The problem =
Faithfully repeat all of the records, as they are written below.

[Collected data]
⁂

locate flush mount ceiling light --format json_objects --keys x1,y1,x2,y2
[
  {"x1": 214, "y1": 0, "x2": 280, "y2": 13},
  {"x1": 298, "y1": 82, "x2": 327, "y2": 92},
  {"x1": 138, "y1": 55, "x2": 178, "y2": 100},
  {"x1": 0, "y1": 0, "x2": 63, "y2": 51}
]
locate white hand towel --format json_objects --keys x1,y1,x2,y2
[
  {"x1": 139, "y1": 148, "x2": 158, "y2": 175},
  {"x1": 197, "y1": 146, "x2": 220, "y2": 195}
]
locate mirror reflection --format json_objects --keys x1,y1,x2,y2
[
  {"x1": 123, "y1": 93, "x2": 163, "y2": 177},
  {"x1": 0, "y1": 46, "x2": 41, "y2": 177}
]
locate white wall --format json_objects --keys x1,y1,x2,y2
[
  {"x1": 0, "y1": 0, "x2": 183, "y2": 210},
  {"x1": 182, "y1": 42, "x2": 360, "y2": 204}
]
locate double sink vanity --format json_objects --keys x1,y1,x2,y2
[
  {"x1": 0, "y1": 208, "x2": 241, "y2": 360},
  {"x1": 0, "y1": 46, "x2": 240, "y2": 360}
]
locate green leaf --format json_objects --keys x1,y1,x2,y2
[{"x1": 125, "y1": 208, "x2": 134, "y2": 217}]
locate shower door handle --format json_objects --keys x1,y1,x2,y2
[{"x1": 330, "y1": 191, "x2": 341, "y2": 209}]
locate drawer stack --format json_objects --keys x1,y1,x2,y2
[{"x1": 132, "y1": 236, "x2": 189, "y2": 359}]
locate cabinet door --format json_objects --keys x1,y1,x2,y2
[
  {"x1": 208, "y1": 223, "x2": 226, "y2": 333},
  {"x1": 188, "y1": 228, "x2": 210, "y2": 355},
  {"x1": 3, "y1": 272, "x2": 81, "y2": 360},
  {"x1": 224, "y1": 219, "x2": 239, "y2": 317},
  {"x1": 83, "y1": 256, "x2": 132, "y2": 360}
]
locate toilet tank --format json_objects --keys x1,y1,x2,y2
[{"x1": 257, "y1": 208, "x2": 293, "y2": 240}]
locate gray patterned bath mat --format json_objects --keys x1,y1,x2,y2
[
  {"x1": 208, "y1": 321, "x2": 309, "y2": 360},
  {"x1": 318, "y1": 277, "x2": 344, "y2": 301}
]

⁂

Problem solution =
locate flush mount ceiling light --format json_objects --keys x1,y1,x2,y2
[
  {"x1": 214, "y1": 0, "x2": 280, "y2": 13},
  {"x1": 298, "y1": 82, "x2": 327, "y2": 92},
  {"x1": 138, "y1": 55, "x2": 178, "y2": 100},
  {"x1": 0, "y1": 0, "x2": 63, "y2": 51}
]
locate white hand towel --format json_objects --keys x1,y1,x2,y2
[
  {"x1": 139, "y1": 148, "x2": 158, "y2": 175},
  {"x1": 197, "y1": 146, "x2": 220, "y2": 195}
]
locate mirror reflection --format json_objects --keys x1,y1,x2,y2
[
  {"x1": 123, "y1": 93, "x2": 163, "y2": 177},
  {"x1": 0, "y1": 46, "x2": 41, "y2": 177}
]
locate white wall --format json_objects --keys x1,y1,x2,y2
[
  {"x1": 0, "y1": 0, "x2": 183, "y2": 210},
  {"x1": 182, "y1": 42, "x2": 360, "y2": 204}
]
locate double sink vanity --format json_objects --keys x1,y1,x2,y2
[
  {"x1": 0, "y1": 208, "x2": 241, "y2": 360},
  {"x1": 0, "y1": 46, "x2": 240, "y2": 360}
]
locate green leaf --format json_objects --keys x1,y1,x2,y2
[{"x1": 125, "y1": 208, "x2": 134, "y2": 217}]
locate shower door handle --format json_objects --keys x1,y1,x2,y2
[{"x1": 330, "y1": 191, "x2": 341, "y2": 209}]
locate drawer stack --format json_objects --keys x1,y1,x2,y2
[{"x1": 132, "y1": 236, "x2": 189, "y2": 359}]
locate cabinet door --format json_objects --keys x1,y1,x2,y2
[
  {"x1": 208, "y1": 223, "x2": 226, "y2": 333},
  {"x1": 188, "y1": 228, "x2": 210, "y2": 355},
  {"x1": 3, "y1": 272, "x2": 81, "y2": 360},
  {"x1": 224, "y1": 219, "x2": 239, "y2": 317},
  {"x1": 83, "y1": 256, "x2": 132, "y2": 360}
]
locate toilet tank --format json_objects --keys x1,y1,x2,y2
[{"x1": 257, "y1": 208, "x2": 293, "y2": 240}]
locate gray patterned bath mat --format json_objects --keys x1,y1,x2,y2
[
  {"x1": 208, "y1": 321, "x2": 309, "y2": 360},
  {"x1": 318, "y1": 277, "x2": 344, "y2": 301}
]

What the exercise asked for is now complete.